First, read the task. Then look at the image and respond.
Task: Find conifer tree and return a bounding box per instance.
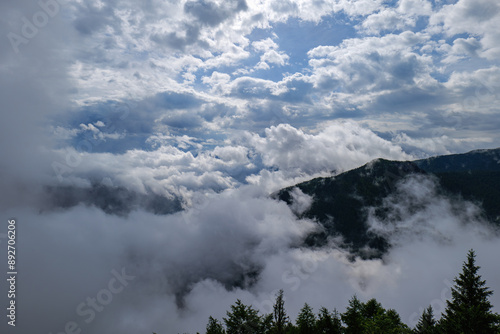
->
[316,307,342,334]
[341,295,363,334]
[442,249,499,334]
[413,306,436,334]
[207,316,226,334]
[273,290,288,334]
[297,303,316,334]
[224,299,262,334]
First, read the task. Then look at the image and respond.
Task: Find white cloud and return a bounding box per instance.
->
[430,0,500,60]
[241,122,410,176]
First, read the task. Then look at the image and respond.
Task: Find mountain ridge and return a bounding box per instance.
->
[272,148,500,258]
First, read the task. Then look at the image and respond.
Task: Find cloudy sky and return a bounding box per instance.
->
[0,0,500,333]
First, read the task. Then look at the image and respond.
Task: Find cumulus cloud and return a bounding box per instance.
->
[0,0,500,334]
[241,122,410,174]
[2,172,499,333]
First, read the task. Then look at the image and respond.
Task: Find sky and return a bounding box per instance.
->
[0,0,500,333]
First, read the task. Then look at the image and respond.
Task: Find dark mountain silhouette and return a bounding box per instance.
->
[273,149,500,258]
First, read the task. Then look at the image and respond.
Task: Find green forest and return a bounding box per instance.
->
[181,250,500,334]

-----

> [INSTRUCTIONS FOR THE TASK]: Rescale all of these lines, task text included, by multiplying every bounding box coordinate in the answers by 0.2 and rounding each result to a whole number, with halves rounded up. Omit the pictures from your answer.

> [ANSWER TO THIS PROBLEM]:
First, read the task. Then look at the image and respond.
Task: Find conifer tree and return a bounding box per instance.
->
[63,61,68,67]
[68,59,73,67]
[88,50,100,67]
[83,61,87,67]
[41,63,45,67]
[55,58,58,67]
[59,61,63,67]
[45,60,52,67]
First, read the task. Then look at the image and respond.
Task: Find white cloud and return a bounding box per instance.
->
[86,0,100,12]
[48,24,82,35]
First, read the task. Then look at the image and respond.
Task: Find mountain ridge and return a bounding box per instance.
->
[54,30,100,52]
First, read the task. Then look at the image and respond.
Task: Find cloudy sky and return a bounding box per instance.
->
[0,0,100,67]
First, read the task. Then look at the image and respond.
Task: Find cumulus cloud and return a bounding box per instance.
->
[0,0,100,67]
[48,24,82,35]
[0,34,100,67]
First, read the task. Then look at the image and respond.
Task: Find sky and return a bounding box per instance.
->
[0,0,100,67]
First, read the task. Then look at the image and respond.
Task: Find dark mountain silhouette and return a bounding box per instance.
->
[55,30,100,52]
First, read the task. Then look at the image and respond.
Task: Find green forest and return a bounding box per instance.
->
[36,50,100,67]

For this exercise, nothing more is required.